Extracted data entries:

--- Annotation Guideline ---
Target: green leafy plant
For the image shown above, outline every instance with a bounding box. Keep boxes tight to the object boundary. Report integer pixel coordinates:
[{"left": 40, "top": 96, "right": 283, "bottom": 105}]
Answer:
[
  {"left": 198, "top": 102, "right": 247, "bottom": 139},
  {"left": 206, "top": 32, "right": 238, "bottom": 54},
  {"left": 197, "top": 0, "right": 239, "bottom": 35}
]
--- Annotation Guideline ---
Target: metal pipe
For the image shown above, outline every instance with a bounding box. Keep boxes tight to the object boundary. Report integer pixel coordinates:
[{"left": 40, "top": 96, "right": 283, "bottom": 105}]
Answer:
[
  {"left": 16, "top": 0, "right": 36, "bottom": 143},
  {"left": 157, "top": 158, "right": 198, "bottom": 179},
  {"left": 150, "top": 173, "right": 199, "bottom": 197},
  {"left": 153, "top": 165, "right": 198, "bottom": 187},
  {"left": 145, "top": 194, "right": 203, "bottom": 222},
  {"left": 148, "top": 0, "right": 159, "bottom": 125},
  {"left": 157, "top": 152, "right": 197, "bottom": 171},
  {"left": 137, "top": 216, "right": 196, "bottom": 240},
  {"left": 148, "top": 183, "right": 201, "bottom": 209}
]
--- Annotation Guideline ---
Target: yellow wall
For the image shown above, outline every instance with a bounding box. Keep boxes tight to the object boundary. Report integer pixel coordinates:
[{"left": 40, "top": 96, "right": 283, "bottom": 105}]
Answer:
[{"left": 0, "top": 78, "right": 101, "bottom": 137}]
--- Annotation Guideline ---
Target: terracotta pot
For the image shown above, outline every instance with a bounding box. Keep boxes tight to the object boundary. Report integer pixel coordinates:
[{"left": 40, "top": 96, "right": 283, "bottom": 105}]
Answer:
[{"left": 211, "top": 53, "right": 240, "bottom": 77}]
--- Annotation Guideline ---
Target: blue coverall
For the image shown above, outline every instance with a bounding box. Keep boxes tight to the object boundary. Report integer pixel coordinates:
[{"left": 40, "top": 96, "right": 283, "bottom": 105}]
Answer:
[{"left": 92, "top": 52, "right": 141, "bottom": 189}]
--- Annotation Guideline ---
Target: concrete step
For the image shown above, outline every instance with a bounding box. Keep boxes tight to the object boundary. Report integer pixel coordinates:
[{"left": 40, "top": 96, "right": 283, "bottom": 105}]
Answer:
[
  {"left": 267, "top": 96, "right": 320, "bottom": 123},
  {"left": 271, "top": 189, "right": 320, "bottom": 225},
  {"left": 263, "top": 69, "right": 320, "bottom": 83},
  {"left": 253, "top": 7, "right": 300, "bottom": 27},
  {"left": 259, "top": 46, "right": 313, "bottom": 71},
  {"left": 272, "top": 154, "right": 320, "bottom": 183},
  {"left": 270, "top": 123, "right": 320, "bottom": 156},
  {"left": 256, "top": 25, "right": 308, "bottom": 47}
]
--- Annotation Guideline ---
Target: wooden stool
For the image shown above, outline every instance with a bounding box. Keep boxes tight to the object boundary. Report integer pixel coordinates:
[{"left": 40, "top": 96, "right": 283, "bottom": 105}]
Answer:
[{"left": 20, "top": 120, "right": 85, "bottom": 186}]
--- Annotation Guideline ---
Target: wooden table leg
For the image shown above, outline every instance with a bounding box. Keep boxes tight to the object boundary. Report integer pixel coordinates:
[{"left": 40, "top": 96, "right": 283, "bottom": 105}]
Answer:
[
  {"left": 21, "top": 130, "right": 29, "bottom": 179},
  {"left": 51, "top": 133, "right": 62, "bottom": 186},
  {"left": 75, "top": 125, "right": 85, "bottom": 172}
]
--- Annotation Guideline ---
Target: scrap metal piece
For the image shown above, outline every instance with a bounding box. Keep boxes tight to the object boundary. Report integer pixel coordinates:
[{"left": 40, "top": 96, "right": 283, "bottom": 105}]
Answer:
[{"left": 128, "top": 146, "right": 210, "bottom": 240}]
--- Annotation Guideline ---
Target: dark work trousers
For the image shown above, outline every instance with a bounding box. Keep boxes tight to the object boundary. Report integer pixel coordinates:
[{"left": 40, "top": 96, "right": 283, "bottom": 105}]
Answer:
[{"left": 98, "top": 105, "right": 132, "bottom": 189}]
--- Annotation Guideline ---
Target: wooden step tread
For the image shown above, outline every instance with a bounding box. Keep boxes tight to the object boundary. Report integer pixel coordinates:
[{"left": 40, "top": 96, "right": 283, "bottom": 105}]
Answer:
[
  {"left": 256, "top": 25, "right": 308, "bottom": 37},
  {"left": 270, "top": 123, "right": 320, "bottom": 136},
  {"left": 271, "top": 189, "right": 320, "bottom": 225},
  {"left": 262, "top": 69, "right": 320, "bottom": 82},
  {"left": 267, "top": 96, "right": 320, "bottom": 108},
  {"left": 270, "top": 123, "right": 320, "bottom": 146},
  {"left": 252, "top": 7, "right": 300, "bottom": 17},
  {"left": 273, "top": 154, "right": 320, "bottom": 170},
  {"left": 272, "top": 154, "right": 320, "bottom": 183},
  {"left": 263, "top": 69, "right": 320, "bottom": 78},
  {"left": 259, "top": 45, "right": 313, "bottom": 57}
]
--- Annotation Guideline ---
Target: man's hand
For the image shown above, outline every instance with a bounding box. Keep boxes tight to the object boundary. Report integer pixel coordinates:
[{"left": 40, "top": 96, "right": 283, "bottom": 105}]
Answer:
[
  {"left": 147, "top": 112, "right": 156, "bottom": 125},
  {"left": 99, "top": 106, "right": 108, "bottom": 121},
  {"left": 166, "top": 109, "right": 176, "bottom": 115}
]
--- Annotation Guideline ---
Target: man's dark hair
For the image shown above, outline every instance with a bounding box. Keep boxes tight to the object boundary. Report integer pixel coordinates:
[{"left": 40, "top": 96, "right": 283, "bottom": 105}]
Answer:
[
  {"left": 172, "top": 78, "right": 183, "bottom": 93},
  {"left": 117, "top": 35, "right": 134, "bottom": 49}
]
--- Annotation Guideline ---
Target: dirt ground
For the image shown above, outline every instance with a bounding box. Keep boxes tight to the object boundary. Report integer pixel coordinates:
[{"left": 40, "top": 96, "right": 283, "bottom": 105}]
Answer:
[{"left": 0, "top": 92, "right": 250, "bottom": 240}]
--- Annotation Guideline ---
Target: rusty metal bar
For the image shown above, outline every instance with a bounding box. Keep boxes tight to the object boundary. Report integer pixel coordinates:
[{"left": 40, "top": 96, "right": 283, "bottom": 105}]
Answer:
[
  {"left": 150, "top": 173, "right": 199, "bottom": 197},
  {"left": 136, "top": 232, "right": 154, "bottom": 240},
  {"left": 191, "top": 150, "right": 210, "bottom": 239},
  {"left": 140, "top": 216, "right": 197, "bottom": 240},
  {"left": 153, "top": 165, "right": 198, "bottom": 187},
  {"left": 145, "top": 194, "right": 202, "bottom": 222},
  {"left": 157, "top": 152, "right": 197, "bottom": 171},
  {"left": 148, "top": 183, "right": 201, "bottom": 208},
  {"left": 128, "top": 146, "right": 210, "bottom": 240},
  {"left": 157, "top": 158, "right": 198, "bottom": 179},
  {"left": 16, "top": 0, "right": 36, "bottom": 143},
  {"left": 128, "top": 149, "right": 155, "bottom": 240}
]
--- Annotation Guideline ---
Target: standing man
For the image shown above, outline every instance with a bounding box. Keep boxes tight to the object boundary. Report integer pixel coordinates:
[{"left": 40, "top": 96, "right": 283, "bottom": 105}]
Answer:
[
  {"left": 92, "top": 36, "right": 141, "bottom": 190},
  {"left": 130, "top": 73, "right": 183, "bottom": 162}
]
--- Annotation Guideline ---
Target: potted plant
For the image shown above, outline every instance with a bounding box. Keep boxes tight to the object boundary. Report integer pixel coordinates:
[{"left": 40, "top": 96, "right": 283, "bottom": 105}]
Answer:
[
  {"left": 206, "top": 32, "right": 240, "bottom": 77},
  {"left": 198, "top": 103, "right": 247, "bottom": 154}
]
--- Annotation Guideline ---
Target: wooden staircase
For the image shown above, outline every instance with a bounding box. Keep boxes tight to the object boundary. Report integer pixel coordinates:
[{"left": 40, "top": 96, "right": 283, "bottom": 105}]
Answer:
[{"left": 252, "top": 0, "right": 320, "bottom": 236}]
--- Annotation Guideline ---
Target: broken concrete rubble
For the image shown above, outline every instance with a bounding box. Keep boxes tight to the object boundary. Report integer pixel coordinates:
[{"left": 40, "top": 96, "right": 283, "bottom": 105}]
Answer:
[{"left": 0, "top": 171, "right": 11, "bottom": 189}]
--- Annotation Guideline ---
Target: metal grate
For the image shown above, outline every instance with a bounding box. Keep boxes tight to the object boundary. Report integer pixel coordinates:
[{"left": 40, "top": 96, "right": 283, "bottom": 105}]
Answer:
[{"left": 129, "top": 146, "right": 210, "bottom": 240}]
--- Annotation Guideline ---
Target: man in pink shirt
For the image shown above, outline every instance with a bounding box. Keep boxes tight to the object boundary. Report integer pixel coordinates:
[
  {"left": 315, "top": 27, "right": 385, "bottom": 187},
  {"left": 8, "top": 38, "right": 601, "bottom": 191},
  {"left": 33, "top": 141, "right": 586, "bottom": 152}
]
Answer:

Short problem:
Report how many lines of the material contain the string "metal". Case counts. Give only the number.

Finished task:
4